■ **Your instructions**
Every entry that follows should be repeated exactly; drop the images.

■ **Pointing and labeling entries**
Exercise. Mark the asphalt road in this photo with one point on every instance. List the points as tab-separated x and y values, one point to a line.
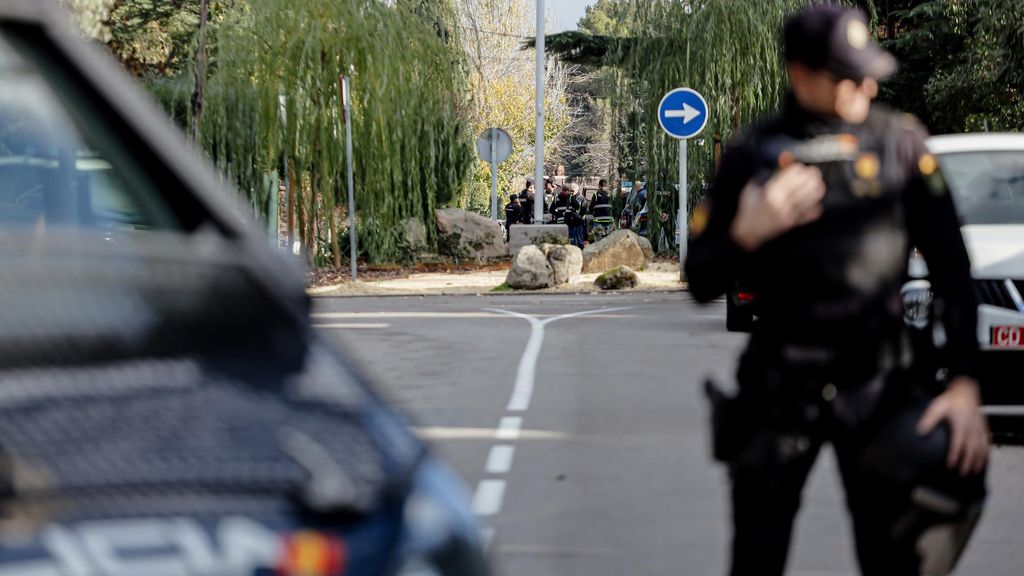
593	458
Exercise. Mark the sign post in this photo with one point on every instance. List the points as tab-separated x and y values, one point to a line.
494	146
682	114
347	118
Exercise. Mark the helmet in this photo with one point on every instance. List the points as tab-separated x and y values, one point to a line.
942	506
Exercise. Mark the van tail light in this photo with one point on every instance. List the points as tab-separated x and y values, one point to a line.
312	553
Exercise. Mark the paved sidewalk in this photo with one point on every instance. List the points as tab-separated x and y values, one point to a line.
658	277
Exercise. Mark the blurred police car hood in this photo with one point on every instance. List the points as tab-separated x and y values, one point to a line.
996	250
153	374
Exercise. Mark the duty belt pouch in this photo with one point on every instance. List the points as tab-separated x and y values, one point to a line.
729	423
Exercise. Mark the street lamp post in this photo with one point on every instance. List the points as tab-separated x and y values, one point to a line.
539	154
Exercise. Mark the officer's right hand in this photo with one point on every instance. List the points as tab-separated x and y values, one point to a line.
790	199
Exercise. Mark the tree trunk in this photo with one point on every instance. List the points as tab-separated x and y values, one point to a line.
200	69
292	195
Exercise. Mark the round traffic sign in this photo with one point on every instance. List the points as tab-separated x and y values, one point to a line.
503	145
683	113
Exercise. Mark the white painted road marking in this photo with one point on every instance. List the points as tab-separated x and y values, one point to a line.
488	497
526	372
411	315
500	458
452	433
508	427
350	326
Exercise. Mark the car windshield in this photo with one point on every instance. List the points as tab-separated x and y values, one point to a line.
988	186
60	166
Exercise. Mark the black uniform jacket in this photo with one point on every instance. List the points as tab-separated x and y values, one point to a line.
838	280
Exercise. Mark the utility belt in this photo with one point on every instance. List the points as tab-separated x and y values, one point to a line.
793	389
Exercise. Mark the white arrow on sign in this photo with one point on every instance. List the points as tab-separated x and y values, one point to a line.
687	114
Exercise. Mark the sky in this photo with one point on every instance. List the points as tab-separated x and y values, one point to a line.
564	13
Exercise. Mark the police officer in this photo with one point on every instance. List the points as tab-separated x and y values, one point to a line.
815	210
560	205
600	205
526	198
513	213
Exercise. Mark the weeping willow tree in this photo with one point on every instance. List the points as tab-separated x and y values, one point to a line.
273	107
726	50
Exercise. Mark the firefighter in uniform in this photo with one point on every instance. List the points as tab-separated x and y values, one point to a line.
815	210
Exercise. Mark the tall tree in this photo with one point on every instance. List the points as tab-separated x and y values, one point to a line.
502	88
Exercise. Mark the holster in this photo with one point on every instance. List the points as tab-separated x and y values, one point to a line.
730	422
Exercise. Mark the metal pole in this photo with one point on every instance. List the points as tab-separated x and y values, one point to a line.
346	97
539	172
494	174
683	222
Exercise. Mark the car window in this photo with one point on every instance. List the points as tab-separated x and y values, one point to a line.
55	173
988	187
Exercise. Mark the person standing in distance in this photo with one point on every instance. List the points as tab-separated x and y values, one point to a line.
513	214
815	210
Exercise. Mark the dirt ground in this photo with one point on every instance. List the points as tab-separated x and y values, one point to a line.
657	277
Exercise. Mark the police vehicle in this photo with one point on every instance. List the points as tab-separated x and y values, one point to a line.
985	172
166	407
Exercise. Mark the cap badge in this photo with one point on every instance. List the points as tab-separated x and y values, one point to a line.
856	34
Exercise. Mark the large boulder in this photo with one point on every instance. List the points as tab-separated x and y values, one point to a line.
467	235
648	250
565	261
617	279
621	248
529	270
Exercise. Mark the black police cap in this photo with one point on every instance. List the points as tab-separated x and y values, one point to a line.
836	39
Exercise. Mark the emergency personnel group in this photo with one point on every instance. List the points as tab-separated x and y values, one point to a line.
567	205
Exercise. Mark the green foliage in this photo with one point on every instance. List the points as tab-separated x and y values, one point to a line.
273	96
609	17
962	64
730	55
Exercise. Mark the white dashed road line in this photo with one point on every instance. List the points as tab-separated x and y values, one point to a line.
526	373
351	326
488	496
489	493
508	427
500	458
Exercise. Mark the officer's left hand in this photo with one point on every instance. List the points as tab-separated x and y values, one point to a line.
961	406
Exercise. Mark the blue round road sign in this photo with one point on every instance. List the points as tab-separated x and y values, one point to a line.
683	113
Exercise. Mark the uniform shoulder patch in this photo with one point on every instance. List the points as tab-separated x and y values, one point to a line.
698	220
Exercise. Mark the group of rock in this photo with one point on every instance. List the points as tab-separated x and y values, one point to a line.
550	260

■ **Correct output**
Exercise. Mark the asphalt road in this photo with one point on every instance. List the points as tab-separated x and y values, one point to a line.
593	458
Exercise. Mark the sign post in this photo with one point on every instance. List the points as tab-separated x and y values, one point to a line.
494	146
682	114
347	118
Exercise. Mark the helmet in this photo with one point on every instance. List the points as tab-separated x and y values, one point to a line.
942	506
Exercise. Mark the van tail light in this photo with one point on every instance. List the points as tab-separated x and y values, one point to a line.
312	553
Exercise. Mark the paved sidewalk in this photo with one point on every instance. List the points as tab-separated x and y values, one point to a line.
658	277
Exercise. Mark the blurred police car hood in this photo with one point on every instance. List the points as tab-separated x and y values, one point to a line.
996	250
153	374
Exercise. Mark the duty belt pouch in this photo with one point on every instance. List the points as tab-separated x and y values, one point to a line.
729	423
Exercise. Mark the street lamp post in this photo with one point on every instance. List the points as tab-separated x and y values, one point to a line.
539	154
Exercise. Mark the officer's right hand in this photo with one point on every instance. List the points as tab-separated x and y values, one point to a line.
790	199
Exercise. Mark the tree trunk in this photo with one point on every instance. List the points as tab-separated x and y values, one point to a line.
200	69
292	195
Exercise. Mark the round traffic sign in this photo with one point on every instance. List the points as tab-separated x and y values, one point to a line.
503	145
683	113
Exercise. Mark the white painted road marking in this photo with one point on every instance. List the points as tab-separated x and y values, one point to a line.
488	497
526	372
411	315
500	458
452	433
508	427
350	326
Exercise. Mark the car windshield in this photo with one point on every instance. List the points as tab-separated x and y values, one point to a line.
988	186
60	166
Exercise. Mark the black uniform jacket in this photo with one point on every instance. List the points as tab-separated x and y values, one point to a line.
838	280
Exercise. Mark the utility belt in this photo with one point on every instance. List the points as tab-separated x and y values, one point to a line.
793	389
Exercise. Mark the white arrow on sign in this photo with one point on every instance. List the points as tab-separated x and y values, one point to a line.
687	114
Exercise. Mark the sky in this photo with one point on every instance. List the points as tab-separated x and y values, one point to a line.
564	13
Exercise. Mark the police officer in this photo with one point on every instance. List the points as tab-separated x and y values, one point to a line.
815	210
560	205
600	205
526	198
513	213
Exercise. Mark the weeping willow tree in this photo with one point on every instance. List the points as tab-separated x and y values, one point to a line.
273	107
726	50
Exercise. Mark the firefighter in uniform in this photo with one point on every instance. List the points as tab-separated x and y values, one point to a line.
815	210
Exercise. Mark the tall tree in this photo with one point on every instance. List the points as tab-separated x and y values, one point to a line.
502	88
Exercise. Mark the holster in this photo with one point on every instance. List the points as tab-separated x and y values, one point to a line.
730	422
Exercise. Mark the metal pole in this photo with one point on every instance. List the points as tab-separated x and y values, one point to a line.
346	97
539	172
494	174
683	222
Exercise. Mark the car window in this photo with one point on every instance. List the points as tab-separated x and y values, one point to a line.
55	173
988	187
Exercise. Mark the person standing in distance in this photo with one point on every instance. List the points as tab-separated x and y values, one point to a line.
513	214
815	210
Exercise. Mark the dirt ground in this photo with one point on every instance. List the points as tab-separated x and y values, one point to a line.
657	277
Exercise. Mark the police vehicle in this photo with one point on every instance. List the points as tab-separated x and y values, one point to a line.
985	172
166	407
Exercise. Mark the cap badge in this photo with one point on every instance. List the points as tab-separated x and y values, one point to a line.
856	34
Exercise. Mark the large boulder in this photo with one point on every instance. List the points as tab-separated x and y values, one point to a line.
467	235
648	250
565	261
617	279
621	248
529	270
Exercise. Mark the black police cap in this photo with one point on every instance. List the points as tab-separated x and y values, one point to a line.
836	39
Exercise. Mark the emergency personnel group in this photo with one point on every instance. List the points as tab-separated x and y values, one point to a line.
567	205
Exercise. Mark the green foliage in this photo with one point on every instance. List the points as tab-separated x and y values, one point to a line.
273	96
609	17
962	64
730	55
Exercise. Mark the white dashed road line in this photo with one point on every instance. List the points as tab-separated x and y values, one point to a line.
526	373
351	326
488	496
489	493
508	427
500	458
Exercise. Mark the officer's left hand in this photo with one point on every instance. List the points as tab-separated x and y values, one point to a line.
961	406
Exercise. Mark the blue round road sign in this photo with one point on every instance. List the points as tab-separated x and y values, one point to a line.
683	113
Exercise. Mark the uniform shoulder patch in this photo with one point on every instance. List the points as tab-separated x and y values, one point to a line.
698	220
Exercise. Mark the group of rock in this photo with one point on every instance. List the points as tab-separated x and y values, one point to a line.
550	260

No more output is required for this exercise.